Take the line that contains "Give the innermost point of each instance of the coast" as the first line and the last line of the material below as the final one; reproduce exactly the lines between, inclusive.

## Begin DATA SUPPLIED

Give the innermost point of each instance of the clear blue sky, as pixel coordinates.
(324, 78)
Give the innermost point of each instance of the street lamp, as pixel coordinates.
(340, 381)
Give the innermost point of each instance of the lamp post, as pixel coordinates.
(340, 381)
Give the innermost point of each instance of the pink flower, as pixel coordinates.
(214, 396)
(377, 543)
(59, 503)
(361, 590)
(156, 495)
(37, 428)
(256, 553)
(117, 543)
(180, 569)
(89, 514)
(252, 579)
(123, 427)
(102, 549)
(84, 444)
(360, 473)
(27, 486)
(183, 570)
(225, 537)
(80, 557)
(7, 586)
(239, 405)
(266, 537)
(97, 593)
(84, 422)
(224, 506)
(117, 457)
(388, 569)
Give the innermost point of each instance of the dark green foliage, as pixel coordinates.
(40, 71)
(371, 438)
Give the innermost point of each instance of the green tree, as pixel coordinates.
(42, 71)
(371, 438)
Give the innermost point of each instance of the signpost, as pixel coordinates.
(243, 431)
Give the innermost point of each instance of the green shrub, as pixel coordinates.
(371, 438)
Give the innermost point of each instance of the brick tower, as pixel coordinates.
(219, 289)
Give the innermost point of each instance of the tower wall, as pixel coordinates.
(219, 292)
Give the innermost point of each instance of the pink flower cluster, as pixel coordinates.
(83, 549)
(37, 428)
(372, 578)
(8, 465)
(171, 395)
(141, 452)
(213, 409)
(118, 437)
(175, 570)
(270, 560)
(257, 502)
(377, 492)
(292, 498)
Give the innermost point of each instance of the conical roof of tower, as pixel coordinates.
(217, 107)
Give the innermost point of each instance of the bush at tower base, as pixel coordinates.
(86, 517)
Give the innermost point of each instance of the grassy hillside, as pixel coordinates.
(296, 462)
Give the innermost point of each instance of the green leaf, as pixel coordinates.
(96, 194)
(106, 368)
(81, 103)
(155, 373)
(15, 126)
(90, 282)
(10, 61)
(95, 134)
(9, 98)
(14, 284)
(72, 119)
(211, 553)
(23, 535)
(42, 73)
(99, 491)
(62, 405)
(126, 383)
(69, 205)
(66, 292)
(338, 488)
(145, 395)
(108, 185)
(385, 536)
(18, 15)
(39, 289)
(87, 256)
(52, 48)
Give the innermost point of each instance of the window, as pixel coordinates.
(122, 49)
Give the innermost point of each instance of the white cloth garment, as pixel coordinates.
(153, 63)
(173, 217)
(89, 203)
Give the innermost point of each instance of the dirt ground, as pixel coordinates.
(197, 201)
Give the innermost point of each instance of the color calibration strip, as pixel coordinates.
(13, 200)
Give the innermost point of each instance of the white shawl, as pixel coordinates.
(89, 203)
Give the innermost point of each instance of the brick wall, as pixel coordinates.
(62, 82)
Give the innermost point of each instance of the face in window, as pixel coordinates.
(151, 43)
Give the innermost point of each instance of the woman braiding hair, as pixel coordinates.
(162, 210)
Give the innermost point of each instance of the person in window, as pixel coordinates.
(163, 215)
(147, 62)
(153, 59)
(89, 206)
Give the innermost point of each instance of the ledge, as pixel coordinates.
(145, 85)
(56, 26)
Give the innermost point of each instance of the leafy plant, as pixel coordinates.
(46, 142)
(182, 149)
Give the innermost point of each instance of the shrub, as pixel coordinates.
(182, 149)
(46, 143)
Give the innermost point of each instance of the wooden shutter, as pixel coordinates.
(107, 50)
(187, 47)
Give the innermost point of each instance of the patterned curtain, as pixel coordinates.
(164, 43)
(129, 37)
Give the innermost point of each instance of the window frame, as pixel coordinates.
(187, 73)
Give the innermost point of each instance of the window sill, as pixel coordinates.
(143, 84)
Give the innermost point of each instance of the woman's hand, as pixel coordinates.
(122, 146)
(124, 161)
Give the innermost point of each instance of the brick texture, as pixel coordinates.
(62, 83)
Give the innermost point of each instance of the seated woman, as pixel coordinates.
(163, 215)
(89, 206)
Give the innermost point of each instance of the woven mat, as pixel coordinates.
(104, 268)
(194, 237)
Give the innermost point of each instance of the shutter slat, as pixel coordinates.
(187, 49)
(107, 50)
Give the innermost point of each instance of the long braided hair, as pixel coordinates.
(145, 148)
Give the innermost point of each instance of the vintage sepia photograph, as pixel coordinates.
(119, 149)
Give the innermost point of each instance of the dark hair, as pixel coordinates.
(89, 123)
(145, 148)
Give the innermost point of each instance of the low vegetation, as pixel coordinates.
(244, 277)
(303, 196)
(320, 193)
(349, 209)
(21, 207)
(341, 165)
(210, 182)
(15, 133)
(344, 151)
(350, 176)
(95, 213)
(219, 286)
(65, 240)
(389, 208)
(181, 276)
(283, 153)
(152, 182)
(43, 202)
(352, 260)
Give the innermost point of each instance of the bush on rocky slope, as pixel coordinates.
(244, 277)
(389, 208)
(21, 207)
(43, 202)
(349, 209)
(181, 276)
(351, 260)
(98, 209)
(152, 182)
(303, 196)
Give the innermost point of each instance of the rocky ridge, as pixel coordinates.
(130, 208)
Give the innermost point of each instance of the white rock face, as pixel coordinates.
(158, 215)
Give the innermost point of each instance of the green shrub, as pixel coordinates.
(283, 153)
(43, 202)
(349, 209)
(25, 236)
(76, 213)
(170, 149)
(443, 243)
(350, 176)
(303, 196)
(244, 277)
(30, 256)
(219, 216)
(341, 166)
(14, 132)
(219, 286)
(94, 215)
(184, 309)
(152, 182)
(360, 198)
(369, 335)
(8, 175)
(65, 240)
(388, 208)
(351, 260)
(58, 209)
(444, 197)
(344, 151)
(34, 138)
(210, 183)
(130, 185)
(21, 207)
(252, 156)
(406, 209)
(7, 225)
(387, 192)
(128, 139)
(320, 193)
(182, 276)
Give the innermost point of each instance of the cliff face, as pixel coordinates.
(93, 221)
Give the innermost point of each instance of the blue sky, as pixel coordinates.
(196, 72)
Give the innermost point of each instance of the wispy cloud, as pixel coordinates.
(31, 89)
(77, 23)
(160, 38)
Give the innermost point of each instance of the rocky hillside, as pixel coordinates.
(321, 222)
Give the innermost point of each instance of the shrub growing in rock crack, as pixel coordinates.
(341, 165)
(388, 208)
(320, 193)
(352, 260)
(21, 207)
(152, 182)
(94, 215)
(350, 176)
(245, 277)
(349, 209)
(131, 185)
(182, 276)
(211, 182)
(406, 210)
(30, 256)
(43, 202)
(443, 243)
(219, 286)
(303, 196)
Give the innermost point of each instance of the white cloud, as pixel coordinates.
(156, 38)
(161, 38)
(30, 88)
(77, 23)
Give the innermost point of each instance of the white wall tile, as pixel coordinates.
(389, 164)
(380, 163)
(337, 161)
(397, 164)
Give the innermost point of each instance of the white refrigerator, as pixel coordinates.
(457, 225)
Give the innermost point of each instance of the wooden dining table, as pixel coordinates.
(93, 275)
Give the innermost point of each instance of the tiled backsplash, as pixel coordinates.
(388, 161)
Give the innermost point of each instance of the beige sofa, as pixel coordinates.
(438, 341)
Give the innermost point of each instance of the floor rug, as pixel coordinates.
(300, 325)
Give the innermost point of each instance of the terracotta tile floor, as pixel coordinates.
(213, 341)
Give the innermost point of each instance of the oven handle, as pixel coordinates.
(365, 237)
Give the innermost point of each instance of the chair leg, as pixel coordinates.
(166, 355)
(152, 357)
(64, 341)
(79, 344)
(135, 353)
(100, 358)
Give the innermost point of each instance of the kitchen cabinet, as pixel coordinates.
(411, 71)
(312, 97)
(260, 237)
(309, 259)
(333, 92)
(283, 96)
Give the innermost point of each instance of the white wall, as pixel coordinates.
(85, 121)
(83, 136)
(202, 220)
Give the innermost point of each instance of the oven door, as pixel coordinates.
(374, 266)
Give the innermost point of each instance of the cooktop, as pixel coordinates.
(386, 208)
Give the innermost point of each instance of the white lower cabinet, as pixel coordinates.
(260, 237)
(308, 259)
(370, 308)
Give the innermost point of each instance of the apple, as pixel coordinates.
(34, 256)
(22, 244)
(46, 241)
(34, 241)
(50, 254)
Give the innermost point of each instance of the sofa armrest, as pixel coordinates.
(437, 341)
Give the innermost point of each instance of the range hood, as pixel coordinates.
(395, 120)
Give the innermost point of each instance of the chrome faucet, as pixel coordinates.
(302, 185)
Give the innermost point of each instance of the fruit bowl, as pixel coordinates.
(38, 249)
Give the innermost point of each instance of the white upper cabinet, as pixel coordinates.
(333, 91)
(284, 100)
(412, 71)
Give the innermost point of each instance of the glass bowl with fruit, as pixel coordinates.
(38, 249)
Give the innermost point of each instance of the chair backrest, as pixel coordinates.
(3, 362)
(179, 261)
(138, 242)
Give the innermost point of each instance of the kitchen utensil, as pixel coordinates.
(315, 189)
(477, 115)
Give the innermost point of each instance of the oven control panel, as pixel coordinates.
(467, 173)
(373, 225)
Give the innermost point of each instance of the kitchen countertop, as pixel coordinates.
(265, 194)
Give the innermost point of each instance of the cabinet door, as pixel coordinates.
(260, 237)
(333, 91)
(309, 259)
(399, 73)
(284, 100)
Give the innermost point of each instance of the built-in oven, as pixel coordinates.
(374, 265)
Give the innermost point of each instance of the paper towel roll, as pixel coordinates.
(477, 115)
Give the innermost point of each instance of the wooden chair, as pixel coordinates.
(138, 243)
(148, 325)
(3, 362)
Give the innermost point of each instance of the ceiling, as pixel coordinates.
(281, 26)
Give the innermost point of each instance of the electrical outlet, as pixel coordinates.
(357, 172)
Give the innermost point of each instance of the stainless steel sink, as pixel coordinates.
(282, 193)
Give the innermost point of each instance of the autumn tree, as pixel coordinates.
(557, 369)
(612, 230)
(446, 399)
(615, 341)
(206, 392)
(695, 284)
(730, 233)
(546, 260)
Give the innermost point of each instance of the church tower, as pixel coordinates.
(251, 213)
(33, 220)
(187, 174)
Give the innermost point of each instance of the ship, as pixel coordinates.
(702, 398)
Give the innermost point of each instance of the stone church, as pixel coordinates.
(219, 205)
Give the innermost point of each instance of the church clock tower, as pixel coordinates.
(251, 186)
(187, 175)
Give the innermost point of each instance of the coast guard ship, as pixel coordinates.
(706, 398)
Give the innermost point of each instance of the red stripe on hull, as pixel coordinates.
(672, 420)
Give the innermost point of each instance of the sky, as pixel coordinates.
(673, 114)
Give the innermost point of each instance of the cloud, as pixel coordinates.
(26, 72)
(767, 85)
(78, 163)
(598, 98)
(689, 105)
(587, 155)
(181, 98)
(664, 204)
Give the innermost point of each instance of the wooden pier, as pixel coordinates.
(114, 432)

## End DATA SUPPLIED

§ **WRITTEN RESPONSE**
Give the innermost point of each instance of the coast guard ship, as pixel coordinates.
(706, 398)
Give the innermost point of each instance of the red stripe on hull, as pixel coordinates.
(672, 420)
Give the innermost point of each instance of the sky, as pixel coordinates.
(673, 114)
Give the innermost point of each instance of the cloud, as pixel coordinates.
(26, 72)
(767, 85)
(78, 163)
(598, 98)
(689, 105)
(587, 155)
(181, 98)
(664, 204)
Give the innermost point of each instance of the wooden pier, as pixel coordinates.
(114, 432)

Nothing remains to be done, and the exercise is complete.